(Source data)
* * * *
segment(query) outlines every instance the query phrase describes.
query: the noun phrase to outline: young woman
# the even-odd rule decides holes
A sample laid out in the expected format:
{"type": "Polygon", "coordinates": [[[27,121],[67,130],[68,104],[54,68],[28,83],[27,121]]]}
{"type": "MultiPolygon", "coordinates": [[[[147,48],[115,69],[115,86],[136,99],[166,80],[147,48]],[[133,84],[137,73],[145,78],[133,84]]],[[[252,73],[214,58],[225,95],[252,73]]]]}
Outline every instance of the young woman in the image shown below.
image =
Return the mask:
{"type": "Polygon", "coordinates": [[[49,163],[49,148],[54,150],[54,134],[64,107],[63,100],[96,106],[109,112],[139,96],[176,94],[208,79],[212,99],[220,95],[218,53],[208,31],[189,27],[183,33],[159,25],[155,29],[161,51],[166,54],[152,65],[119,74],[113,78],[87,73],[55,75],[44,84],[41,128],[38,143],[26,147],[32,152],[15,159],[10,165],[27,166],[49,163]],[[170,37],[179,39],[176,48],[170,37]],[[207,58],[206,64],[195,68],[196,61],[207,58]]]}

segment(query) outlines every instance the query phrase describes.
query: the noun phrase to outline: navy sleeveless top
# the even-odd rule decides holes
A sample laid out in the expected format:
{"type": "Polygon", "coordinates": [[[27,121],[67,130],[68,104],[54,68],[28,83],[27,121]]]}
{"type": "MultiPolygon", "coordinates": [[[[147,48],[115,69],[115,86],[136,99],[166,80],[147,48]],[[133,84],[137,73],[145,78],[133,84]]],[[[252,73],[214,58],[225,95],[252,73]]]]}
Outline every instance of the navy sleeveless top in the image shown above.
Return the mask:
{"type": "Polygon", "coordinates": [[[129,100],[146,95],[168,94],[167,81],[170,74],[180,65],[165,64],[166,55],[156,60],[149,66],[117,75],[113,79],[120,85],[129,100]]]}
* * * *
> **SET EXERCISE**
Collect every line in the records above that contains the word "instance", copying each line in full. Treat uppercase and lowercase letters as different.

> **TASK RESULT**
segment(query) outlines every instance the query phrase describes.
Outline every instance of the young woman in the image shown below.
segment(query) outlines every instance the query phrase describes.
Outline every instance of the navy sleeveless top in the image shown above.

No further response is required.